▶ [Exercise text]
The number of uninsured residents in Missouri and throughout the U.S. is down, according to the 2014 American Community Survey. The United States Census Bureau released the survey Wednesday as the first compilation of data since the introduction of the Affordable Care Act.
The survey showed 8.8 million fewer Americans were uninsured under the first year of the Affordable Care Act. Dr. Timothy McBride, a health economist at Washington University in St. Louis, said it's the first national report on the ACA.
"Overall it confirms probably a lot of what we expected, it's about a 20 percent in the uninsurance rate nationwide so it confirms that the general approach of the Affordable Care Act is working," he said.
McBride said in Missouri there wasn't as big of a difference. The survey only shows 79,000 more Missourians became insured in 2014.
"In 2014, Missouri actually had an actually pretty small drop in the percentage of people without health insurance, it's only about a percentage point," he said.

▶ [What to work on]
**1.** List every geographic place named in the report on uninsured residents.
**2.** Write the next part of the report on uninsured residents, picking up after its final sentence.
You won't need the dataset entries to complete these tasks.

[Dataset entries]

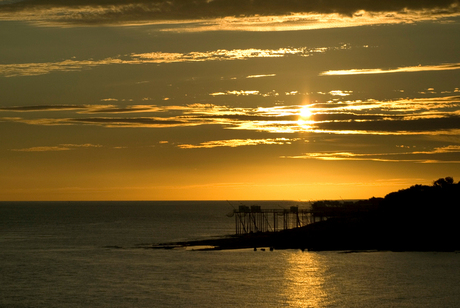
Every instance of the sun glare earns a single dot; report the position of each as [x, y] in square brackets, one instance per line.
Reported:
[305, 113]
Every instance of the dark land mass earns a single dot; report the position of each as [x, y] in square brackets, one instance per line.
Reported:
[420, 218]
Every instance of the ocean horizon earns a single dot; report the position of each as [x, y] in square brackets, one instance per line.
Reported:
[94, 254]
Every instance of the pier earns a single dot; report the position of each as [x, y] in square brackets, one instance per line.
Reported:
[255, 219]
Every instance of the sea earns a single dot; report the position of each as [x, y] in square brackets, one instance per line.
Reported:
[98, 254]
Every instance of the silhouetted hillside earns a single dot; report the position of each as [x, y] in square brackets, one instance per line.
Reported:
[419, 218]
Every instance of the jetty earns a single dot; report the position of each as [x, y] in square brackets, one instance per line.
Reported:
[254, 219]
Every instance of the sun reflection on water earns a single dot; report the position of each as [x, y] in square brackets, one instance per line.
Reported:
[305, 279]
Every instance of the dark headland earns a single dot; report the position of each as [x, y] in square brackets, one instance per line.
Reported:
[419, 218]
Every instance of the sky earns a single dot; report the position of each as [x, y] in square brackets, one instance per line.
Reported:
[227, 99]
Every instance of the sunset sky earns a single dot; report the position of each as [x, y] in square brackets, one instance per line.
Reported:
[227, 99]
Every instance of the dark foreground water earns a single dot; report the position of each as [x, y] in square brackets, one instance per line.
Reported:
[88, 255]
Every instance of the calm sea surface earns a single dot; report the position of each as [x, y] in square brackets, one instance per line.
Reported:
[89, 254]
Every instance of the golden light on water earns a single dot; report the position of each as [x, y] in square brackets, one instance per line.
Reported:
[305, 113]
[305, 280]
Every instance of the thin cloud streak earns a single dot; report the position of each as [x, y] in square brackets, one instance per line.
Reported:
[61, 147]
[431, 116]
[205, 14]
[233, 143]
[406, 69]
[34, 69]
[433, 156]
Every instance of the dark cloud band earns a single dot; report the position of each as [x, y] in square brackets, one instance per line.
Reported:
[119, 11]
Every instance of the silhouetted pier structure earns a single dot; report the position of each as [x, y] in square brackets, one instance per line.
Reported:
[255, 219]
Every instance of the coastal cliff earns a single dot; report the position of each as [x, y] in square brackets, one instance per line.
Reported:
[419, 218]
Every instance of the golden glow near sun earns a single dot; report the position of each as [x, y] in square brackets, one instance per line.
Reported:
[305, 113]
[279, 113]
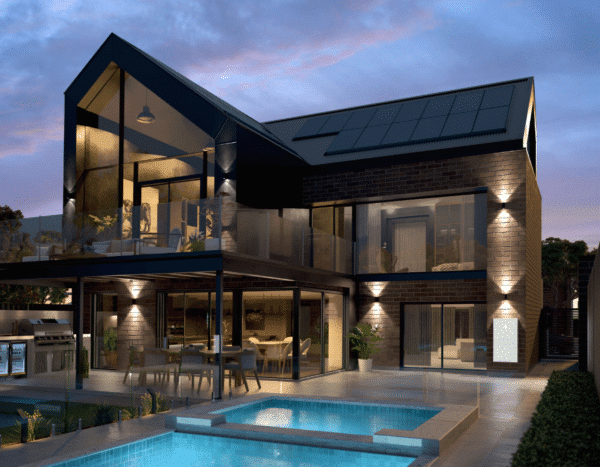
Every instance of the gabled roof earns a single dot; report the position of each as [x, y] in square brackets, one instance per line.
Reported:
[197, 104]
[481, 119]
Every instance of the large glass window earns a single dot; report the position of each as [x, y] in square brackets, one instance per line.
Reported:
[166, 146]
[267, 327]
[424, 235]
[333, 328]
[310, 333]
[104, 331]
[444, 336]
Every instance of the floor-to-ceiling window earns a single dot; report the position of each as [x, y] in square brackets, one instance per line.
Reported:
[104, 331]
[267, 324]
[444, 335]
[423, 235]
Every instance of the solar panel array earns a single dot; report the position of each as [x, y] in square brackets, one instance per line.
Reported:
[416, 121]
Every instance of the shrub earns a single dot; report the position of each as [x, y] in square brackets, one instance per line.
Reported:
[565, 428]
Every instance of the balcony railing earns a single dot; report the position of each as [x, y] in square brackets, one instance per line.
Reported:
[173, 228]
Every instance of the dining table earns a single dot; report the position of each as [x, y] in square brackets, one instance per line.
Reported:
[226, 354]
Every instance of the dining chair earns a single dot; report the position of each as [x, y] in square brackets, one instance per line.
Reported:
[244, 361]
[272, 356]
[157, 361]
[136, 361]
[304, 346]
[249, 344]
[193, 363]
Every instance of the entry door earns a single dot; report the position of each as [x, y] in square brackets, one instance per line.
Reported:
[444, 336]
[422, 335]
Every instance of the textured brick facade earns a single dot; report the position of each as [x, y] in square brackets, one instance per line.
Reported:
[513, 237]
[138, 326]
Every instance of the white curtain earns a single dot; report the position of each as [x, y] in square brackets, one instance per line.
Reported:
[409, 246]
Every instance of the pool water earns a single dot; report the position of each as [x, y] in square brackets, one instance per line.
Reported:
[337, 417]
[188, 450]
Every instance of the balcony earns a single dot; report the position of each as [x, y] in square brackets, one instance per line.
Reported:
[173, 228]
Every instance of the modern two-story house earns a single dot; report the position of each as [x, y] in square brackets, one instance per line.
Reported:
[184, 219]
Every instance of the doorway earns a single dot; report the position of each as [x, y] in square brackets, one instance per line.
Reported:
[444, 336]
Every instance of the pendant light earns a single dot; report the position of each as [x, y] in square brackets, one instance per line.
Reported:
[146, 116]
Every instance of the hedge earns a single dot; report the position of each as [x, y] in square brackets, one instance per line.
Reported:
[565, 427]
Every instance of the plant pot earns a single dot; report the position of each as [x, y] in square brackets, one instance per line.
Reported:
[110, 356]
[365, 365]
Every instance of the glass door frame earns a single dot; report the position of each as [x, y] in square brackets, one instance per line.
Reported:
[296, 374]
[442, 305]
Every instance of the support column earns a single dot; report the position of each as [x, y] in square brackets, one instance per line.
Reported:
[218, 383]
[296, 335]
[78, 330]
[236, 332]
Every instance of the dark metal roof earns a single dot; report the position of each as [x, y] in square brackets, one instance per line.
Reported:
[490, 117]
[147, 70]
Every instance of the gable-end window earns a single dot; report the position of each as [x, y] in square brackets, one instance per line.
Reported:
[423, 235]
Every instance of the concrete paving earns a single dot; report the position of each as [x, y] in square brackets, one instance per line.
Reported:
[506, 406]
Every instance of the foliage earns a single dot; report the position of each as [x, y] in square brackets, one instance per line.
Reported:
[161, 403]
[560, 266]
[364, 339]
[27, 294]
[565, 426]
[37, 426]
[110, 339]
[105, 414]
[102, 223]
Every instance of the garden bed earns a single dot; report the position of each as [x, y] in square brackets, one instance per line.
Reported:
[565, 427]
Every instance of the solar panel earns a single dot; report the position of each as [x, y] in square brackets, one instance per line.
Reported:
[467, 102]
[372, 136]
[311, 127]
[411, 110]
[459, 124]
[496, 97]
[344, 140]
[438, 106]
[428, 128]
[359, 119]
[491, 119]
[335, 123]
[399, 132]
[385, 115]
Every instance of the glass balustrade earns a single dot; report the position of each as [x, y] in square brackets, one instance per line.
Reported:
[174, 228]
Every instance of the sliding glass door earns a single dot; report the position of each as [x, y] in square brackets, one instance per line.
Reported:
[444, 336]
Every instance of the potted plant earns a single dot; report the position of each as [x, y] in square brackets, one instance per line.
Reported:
[364, 339]
[110, 347]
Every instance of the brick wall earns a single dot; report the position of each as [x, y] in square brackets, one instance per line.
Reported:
[137, 326]
[506, 178]
[534, 283]
[386, 313]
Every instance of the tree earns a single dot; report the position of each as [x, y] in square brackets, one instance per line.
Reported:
[560, 266]
[22, 294]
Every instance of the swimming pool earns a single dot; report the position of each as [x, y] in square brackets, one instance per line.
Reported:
[188, 450]
[333, 417]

▶ [Results of the exercise]
**1.** Missouri; the U.S. (United States); St. Louis

**2.**
Ryan Barker of the Missouri Foundation for Health said the change might have been larger if Missouri had expanded Medicaid.
"The estimate is that 250,000 to 300,000 uninsured would have gained coverage from the Medicaid expansion," Barker said.
He also said Missouri's rate of uninsured residents will never be as low as states that have expanded Medicaid, like Iowa and Illinois.
In the survey, Missouri's 11.7 percent uninsured rate was equal to the national average. Barker said he hopes that rate will decline even further in the next enrollment period of the ACA that begins this November.